The parties have legal personality and capacity, are legitimate and are regularly represented.
No nullities were identified in the proceedings nor exceptions of which the Tribunal should take cognizance, and the request is timely.
VI – QUESTIONS TO BE DECIDED
Taking into account that the grounds of the parties are based on different versions, in time, for the same rule, this Tribunal is burdened with the obligation to decide on:
· On the one hand, what is the wording of item 28.1 of the GITS that applies to the calculation of the tax relating to lands for construction with reference to the year 2014, whether it is the law invoked by the Claimant, or rather the version in force from 1/01/2014 invoked by the AT, and whether, in light of this new wording, the notified assessment suffers from any illegality;
· On the other hand, whether the request formulated encompasses the stamp duty assessment of 2014 or rather, and only, the value of the 1st installment to which the Claimant refers.
A – Substantive Issue
The legislator established in the amended Item 28 of the GITS that, from 1/01/2014, ownership, usufruct or surface right of urban properties would be taxed under stamp duty whenever the respective taxpayer property value recorded in the matrix in accordance with CIMI is equal to or exceeding 1,000,000.00€ and, provided that that urban property has residential use. Upon the TPV the rate of 1% shall fall.
From careful reading of the PI of the Claimant it can be deduced with moderate certainty that the argumentation expended has as its argumentative basis the normative content of Item 28 of the GITS, amended by Law no. 55-A/2012, of 2012, which established:
«28 — Ownership, usufruct or surface right of urban properties whose taxpayer property value recorded in the matrix, in accordance with the Municipal Property Tax Code (CIMI), is equal to or exceeding € 1,000,000 — on the taxpayer property value used for the purpose of IMI:
28.1 — For property with residential use — 1 %;
28.2 — For property, when the taxpayers that are not natural persons are resident in a country, territory or region subject to a clearly more favorable tax regime, listed in the list approved by order of the Minister of Finance — 7.5 %.»
With the backing of this legal regime, the Claimant understands that the rule of incidence does not contemplate the taxation of lands for construction, even though their capacity be construction, whether or not an approved project exists.
And indeed has reason in its pertinent allegations, considering that the objective element of the rule of incidence did not include, in its core, lands for construction although endowed with those characteristics. And in its support would benefit from the reiterated and settled jurisprudence of the STA and the CAAD which, always, understood that these properties did not fall within Item 28 of the GITS amended to the GITS by the above-mentioned Law no. 55-A/2012, of 29/10.
However, this rule only remained in force until 31 December 2013 in its original wording, since the Budget Law for 2014, specifically Law no. 83-C/2013, of 31 December, in its article 194, came to determine:
"Article 194 - Amendment to the General Table of Stamp Duty:
Item 28.1 of the General Table of Stamp Duty, attached to the Stamp Duty Code, approved by Law no. 150/99, of 11 September, is amended to read as follows:
«28.1 — For residential property or for land for construction whose building, authorized or anticipated, is for habitation, in accordance with the provisions of the Municipal Property Tax Code — 1 %»

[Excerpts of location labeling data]
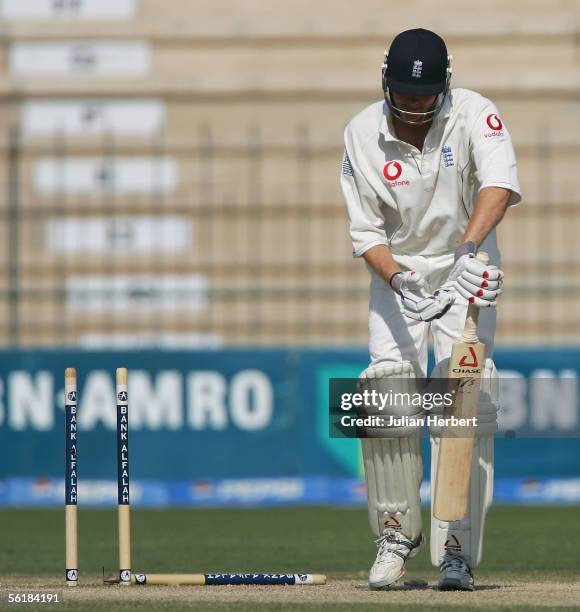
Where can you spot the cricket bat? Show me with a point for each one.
(456, 445)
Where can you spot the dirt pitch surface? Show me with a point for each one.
(340, 594)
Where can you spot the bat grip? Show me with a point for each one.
(470, 329)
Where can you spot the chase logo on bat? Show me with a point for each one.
(468, 364)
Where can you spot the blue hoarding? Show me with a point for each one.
(248, 427)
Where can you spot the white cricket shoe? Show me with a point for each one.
(455, 574)
(394, 550)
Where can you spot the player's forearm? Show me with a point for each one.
(381, 261)
(492, 202)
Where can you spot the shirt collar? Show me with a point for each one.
(386, 125)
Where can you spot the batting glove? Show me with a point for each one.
(417, 304)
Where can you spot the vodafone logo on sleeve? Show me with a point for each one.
(495, 125)
(392, 171)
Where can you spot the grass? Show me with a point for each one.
(522, 543)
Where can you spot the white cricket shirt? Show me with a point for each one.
(419, 202)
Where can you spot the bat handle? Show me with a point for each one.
(470, 329)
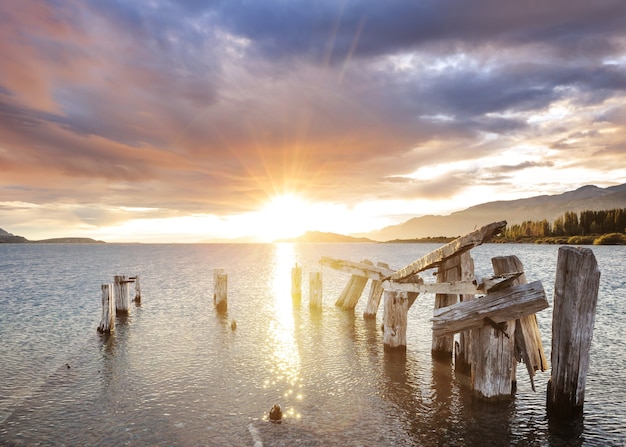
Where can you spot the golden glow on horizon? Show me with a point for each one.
(286, 216)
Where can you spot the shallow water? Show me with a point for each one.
(176, 373)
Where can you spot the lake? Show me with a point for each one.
(175, 373)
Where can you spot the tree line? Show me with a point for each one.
(586, 223)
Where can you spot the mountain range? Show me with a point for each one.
(536, 208)
(549, 207)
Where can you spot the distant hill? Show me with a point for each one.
(536, 208)
(8, 238)
(316, 236)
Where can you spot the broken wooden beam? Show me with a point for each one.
(504, 305)
(363, 269)
(376, 292)
(469, 287)
(457, 246)
(575, 298)
(528, 346)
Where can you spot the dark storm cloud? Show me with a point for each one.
(240, 98)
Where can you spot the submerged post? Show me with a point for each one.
(107, 323)
(376, 292)
(121, 294)
(575, 298)
(315, 290)
(296, 283)
(394, 320)
(448, 271)
(220, 286)
(137, 290)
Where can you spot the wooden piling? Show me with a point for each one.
(463, 350)
(376, 293)
(448, 271)
(575, 298)
(107, 323)
(220, 296)
(121, 294)
(353, 290)
(315, 290)
(396, 308)
(296, 283)
(137, 290)
(528, 346)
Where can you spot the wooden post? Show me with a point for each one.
(376, 292)
(575, 298)
(448, 271)
(220, 296)
(463, 350)
(528, 346)
(315, 290)
(107, 324)
(395, 320)
(121, 294)
(137, 290)
(296, 283)
(354, 289)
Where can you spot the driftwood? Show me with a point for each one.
(364, 269)
(315, 290)
(296, 283)
(528, 346)
(121, 294)
(220, 295)
(575, 298)
(107, 323)
(501, 306)
(376, 292)
(456, 247)
(395, 320)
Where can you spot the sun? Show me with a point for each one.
(285, 216)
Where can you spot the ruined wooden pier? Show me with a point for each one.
(494, 316)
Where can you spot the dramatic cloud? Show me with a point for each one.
(211, 107)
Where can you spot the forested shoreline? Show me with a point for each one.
(606, 227)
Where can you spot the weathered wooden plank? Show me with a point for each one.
(296, 283)
(466, 287)
(575, 298)
(376, 292)
(395, 320)
(107, 323)
(463, 349)
(315, 290)
(121, 294)
(454, 248)
(504, 305)
(357, 268)
(449, 270)
(528, 346)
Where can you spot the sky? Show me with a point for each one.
(189, 120)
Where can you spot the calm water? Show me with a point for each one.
(175, 373)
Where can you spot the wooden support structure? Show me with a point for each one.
(499, 307)
(296, 283)
(220, 285)
(121, 294)
(376, 292)
(107, 323)
(454, 248)
(137, 288)
(575, 298)
(448, 271)
(463, 349)
(396, 308)
(315, 290)
(528, 346)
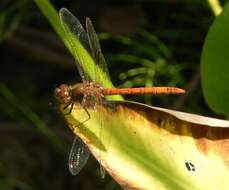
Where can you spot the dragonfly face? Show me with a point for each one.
(63, 93)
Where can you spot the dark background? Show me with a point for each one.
(155, 42)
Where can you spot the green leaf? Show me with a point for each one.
(214, 64)
(145, 147)
(74, 45)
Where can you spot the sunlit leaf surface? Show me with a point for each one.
(214, 64)
(146, 147)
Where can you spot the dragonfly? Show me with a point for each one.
(90, 92)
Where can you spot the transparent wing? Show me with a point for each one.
(74, 32)
(78, 156)
(101, 63)
(96, 51)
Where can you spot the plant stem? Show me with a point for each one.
(215, 6)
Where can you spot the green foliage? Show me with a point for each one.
(148, 62)
(214, 64)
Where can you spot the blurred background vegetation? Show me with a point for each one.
(145, 43)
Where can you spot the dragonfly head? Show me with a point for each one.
(62, 94)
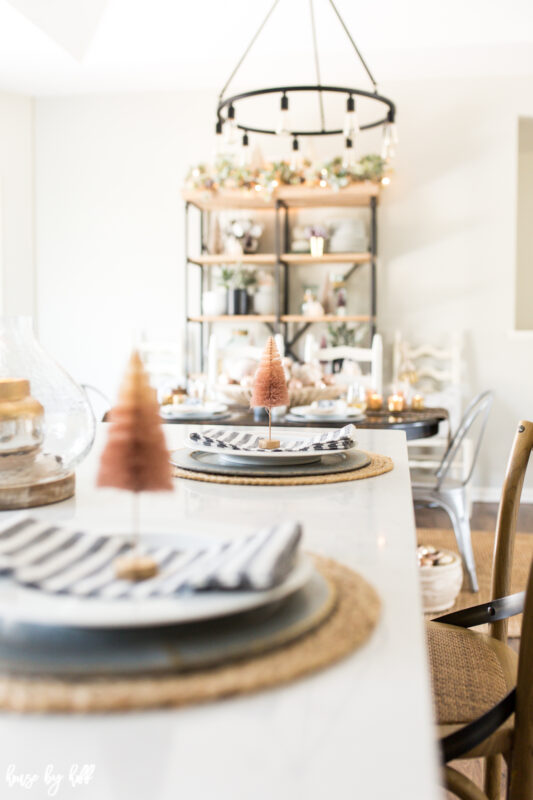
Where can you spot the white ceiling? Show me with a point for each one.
(72, 46)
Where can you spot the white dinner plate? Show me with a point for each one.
(260, 456)
(22, 605)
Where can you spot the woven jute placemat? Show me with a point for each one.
(347, 627)
(378, 465)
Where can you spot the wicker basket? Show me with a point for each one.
(441, 585)
(238, 396)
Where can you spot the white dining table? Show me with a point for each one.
(359, 730)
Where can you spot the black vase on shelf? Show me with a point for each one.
(238, 302)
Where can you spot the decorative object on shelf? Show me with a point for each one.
(270, 388)
(264, 297)
(317, 235)
(356, 397)
(46, 423)
(382, 109)
(326, 295)
(242, 236)
(417, 403)
(348, 236)
(374, 401)
(396, 402)
(215, 302)
(343, 335)
(339, 292)
(214, 235)
(226, 174)
(135, 457)
(310, 306)
(441, 577)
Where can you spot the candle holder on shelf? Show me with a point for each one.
(46, 423)
(374, 401)
(396, 402)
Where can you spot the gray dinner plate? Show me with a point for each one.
(199, 461)
(38, 650)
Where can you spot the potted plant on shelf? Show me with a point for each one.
(344, 335)
(242, 236)
(215, 301)
(264, 293)
(317, 235)
(240, 301)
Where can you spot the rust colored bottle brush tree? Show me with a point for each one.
(270, 388)
(135, 457)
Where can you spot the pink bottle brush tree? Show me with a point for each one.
(135, 457)
(270, 388)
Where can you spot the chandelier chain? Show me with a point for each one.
(350, 37)
(251, 44)
(317, 66)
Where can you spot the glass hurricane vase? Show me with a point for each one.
(43, 474)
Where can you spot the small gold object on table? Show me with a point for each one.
(417, 403)
(269, 444)
(136, 568)
(396, 402)
(27, 476)
(374, 401)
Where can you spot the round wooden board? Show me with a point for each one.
(38, 494)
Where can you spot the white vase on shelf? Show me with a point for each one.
(215, 302)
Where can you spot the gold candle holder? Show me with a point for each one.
(396, 402)
(374, 401)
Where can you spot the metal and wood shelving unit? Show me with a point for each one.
(281, 202)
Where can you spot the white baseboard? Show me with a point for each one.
(491, 494)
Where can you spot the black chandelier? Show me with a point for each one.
(385, 109)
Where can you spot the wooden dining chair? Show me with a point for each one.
(479, 682)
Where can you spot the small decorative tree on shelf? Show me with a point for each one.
(135, 457)
(270, 388)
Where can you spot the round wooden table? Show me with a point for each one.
(416, 424)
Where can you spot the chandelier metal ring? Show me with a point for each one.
(226, 103)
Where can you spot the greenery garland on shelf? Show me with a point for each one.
(228, 174)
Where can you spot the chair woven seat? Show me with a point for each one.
(470, 672)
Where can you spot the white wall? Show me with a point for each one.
(110, 239)
(524, 229)
(17, 295)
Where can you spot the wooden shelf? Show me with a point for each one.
(358, 194)
(327, 258)
(233, 318)
(284, 318)
(212, 260)
(326, 318)
(269, 259)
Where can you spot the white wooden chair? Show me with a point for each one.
(437, 374)
(373, 356)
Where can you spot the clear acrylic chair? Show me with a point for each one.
(440, 489)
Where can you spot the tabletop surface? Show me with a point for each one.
(415, 424)
(360, 729)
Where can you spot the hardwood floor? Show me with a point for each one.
(483, 517)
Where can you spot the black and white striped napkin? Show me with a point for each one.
(228, 439)
(67, 561)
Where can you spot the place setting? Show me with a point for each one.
(229, 454)
(93, 622)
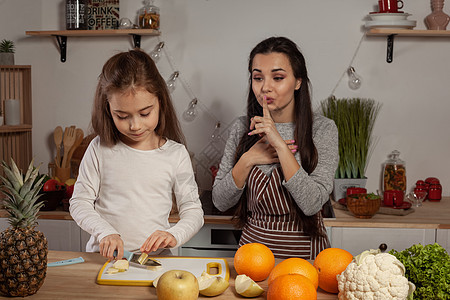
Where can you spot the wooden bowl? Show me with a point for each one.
(51, 199)
(363, 206)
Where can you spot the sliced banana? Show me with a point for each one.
(112, 270)
(155, 281)
(210, 285)
(143, 258)
(122, 265)
(245, 286)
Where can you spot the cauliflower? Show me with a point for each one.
(373, 275)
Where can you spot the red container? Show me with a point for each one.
(435, 192)
(356, 190)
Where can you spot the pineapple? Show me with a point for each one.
(23, 250)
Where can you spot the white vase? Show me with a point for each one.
(6, 59)
(341, 185)
(12, 112)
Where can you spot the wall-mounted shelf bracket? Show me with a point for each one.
(390, 48)
(136, 40)
(62, 42)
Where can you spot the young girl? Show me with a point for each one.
(279, 161)
(123, 193)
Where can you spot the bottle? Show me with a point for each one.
(149, 16)
(76, 14)
(394, 173)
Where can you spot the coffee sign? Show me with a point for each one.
(103, 14)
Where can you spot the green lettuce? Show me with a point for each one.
(428, 267)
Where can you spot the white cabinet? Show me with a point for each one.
(356, 240)
(443, 238)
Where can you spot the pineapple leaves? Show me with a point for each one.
(21, 194)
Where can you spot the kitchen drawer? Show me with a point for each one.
(206, 252)
(215, 236)
(213, 240)
(356, 240)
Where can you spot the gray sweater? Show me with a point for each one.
(310, 192)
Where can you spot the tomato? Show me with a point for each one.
(69, 191)
(53, 185)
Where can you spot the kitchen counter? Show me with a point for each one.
(432, 215)
(78, 282)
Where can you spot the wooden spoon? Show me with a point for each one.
(57, 137)
(79, 139)
(68, 140)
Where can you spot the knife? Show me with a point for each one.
(133, 258)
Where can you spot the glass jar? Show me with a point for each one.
(394, 173)
(149, 16)
(435, 191)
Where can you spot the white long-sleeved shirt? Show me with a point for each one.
(122, 190)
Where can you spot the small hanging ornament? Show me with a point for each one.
(171, 83)
(437, 20)
(156, 53)
(190, 113)
(215, 136)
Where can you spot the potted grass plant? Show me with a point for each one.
(7, 49)
(355, 119)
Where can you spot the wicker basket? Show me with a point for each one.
(363, 206)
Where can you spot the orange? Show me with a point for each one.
(254, 260)
(295, 265)
(292, 287)
(329, 263)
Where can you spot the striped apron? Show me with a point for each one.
(272, 220)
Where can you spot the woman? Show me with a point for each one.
(279, 161)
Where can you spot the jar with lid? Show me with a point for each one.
(76, 14)
(149, 16)
(435, 191)
(394, 173)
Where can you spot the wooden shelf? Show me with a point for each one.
(106, 32)
(15, 128)
(408, 32)
(61, 36)
(390, 33)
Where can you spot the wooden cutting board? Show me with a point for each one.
(142, 277)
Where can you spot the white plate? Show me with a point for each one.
(388, 16)
(391, 24)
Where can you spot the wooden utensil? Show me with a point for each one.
(68, 140)
(57, 137)
(79, 139)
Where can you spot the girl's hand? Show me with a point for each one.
(158, 239)
(110, 243)
(265, 127)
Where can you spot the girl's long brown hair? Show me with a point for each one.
(303, 119)
(128, 71)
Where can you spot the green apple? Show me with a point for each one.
(177, 285)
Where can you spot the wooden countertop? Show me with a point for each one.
(432, 215)
(78, 281)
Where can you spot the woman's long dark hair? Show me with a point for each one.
(303, 119)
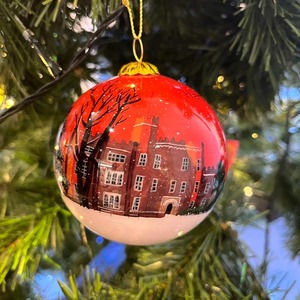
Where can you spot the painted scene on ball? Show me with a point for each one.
(118, 153)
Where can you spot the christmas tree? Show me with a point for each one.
(242, 56)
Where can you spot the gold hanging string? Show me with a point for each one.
(136, 37)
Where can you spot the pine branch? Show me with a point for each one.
(210, 265)
(79, 58)
(23, 241)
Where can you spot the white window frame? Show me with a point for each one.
(143, 160)
(154, 185)
(136, 204)
(207, 187)
(197, 185)
(172, 186)
(183, 187)
(138, 183)
(88, 150)
(84, 168)
(157, 161)
(116, 157)
(114, 178)
(185, 164)
(198, 164)
(111, 200)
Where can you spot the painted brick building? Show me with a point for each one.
(149, 177)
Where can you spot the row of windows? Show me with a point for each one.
(116, 157)
(203, 202)
(112, 200)
(116, 178)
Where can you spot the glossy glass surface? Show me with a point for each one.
(140, 149)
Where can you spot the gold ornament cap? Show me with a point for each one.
(138, 68)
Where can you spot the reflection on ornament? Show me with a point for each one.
(140, 159)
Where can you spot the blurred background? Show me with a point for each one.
(243, 57)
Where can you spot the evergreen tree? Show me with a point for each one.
(237, 54)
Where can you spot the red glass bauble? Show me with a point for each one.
(140, 158)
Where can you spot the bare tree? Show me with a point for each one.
(114, 101)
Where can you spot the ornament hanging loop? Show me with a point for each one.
(136, 37)
(138, 59)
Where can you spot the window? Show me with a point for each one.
(215, 183)
(198, 164)
(154, 185)
(182, 187)
(84, 168)
(143, 159)
(111, 200)
(136, 203)
(114, 178)
(105, 200)
(111, 156)
(185, 164)
(203, 202)
(207, 186)
(138, 185)
(196, 189)
(157, 161)
(172, 186)
(88, 150)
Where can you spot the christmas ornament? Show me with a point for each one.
(140, 158)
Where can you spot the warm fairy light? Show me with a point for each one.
(9, 103)
(248, 191)
(220, 79)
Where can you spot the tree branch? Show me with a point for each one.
(77, 60)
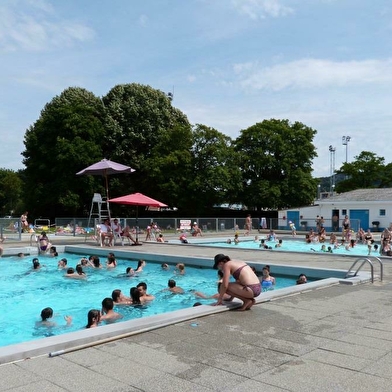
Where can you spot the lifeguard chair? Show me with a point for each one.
(99, 209)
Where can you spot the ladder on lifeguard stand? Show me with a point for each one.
(99, 209)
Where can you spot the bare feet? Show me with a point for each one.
(247, 304)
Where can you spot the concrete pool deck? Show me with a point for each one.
(332, 339)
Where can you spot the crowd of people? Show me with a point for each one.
(246, 285)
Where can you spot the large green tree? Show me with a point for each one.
(216, 176)
(169, 166)
(276, 163)
(67, 137)
(138, 118)
(366, 171)
(11, 187)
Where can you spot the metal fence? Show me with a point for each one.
(10, 228)
(78, 226)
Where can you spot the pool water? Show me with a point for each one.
(295, 245)
(25, 293)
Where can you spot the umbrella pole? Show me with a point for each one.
(137, 226)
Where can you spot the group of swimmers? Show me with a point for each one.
(138, 294)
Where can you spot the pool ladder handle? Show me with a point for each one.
(364, 260)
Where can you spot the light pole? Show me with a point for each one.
(345, 141)
(332, 168)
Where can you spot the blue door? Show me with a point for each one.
(292, 216)
(359, 218)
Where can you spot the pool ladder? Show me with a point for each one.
(365, 260)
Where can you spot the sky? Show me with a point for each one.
(229, 63)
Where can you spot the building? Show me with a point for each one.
(366, 208)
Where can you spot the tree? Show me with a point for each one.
(169, 167)
(276, 163)
(137, 118)
(10, 191)
(67, 137)
(366, 171)
(216, 176)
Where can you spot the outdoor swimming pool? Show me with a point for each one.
(26, 292)
(289, 245)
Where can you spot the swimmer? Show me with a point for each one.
(44, 244)
(279, 244)
(46, 314)
(119, 298)
(93, 318)
(62, 263)
(140, 265)
(94, 262)
(111, 261)
(144, 297)
(78, 274)
(180, 269)
(130, 271)
(36, 264)
(53, 251)
(135, 296)
(108, 314)
(173, 288)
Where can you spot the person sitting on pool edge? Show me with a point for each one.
(302, 279)
(267, 281)
(247, 285)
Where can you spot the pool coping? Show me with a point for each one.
(72, 341)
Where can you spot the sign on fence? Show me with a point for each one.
(185, 224)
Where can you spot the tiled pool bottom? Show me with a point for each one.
(84, 338)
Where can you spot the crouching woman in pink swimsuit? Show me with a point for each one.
(247, 285)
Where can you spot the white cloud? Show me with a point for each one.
(260, 9)
(143, 20)
(37, 28)
(310, 73)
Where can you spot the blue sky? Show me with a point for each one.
(231, 64)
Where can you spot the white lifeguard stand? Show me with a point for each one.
(99, 209)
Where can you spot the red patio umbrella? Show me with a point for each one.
(105, 167)
(137, 199)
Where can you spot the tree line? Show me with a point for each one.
(191, 167)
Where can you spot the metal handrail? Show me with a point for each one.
(381, 267)
(364, 260)
(35, 239)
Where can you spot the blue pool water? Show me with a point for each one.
(25, 293)
(293, 245)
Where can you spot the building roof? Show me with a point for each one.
(377, 194)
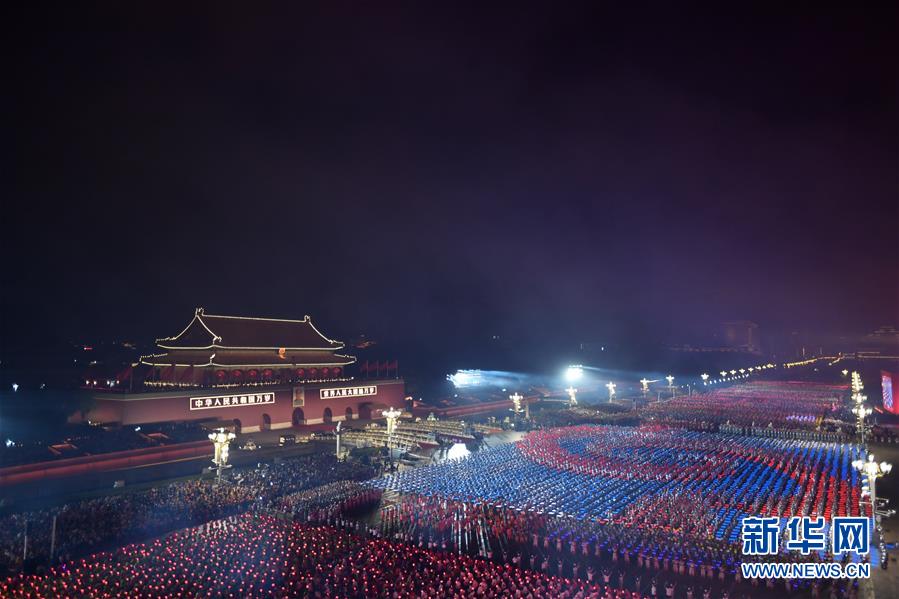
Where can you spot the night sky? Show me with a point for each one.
(435, 176)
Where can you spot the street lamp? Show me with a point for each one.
(572, 396)
(862, 412)
(574, 373)
(391, 414)
(872, 470)
(221, 439)
(337, 431)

Instructions -
1: According to the tax decision, which law, serving as the Budget Law for 2014, amended item 28.1 of the General Table of Stamp Duty?
2: State whether each statement agrees with the tax decision, answering yes or no and quoting the words of the decision that settle it: (a) Under the amended Item 28, a rate of 1% applies to the taxpayer property value. (b) The Tribunal identified nullities in the proceedings. (c) The original wording of the rule stayed in force until 31 December 2014.
The listing has no role in this exercise.

Solutions per task -
1: Law no. 83-C/2013, of 31 December, in its article 194.

2:
(a) Yes: "Upon the TPV the rate of 1% shall fall."
(b) No: "No nullities were identified in the proceedings"
(c) No: "this rule only remained in force until 31 December 2013 in its original wording"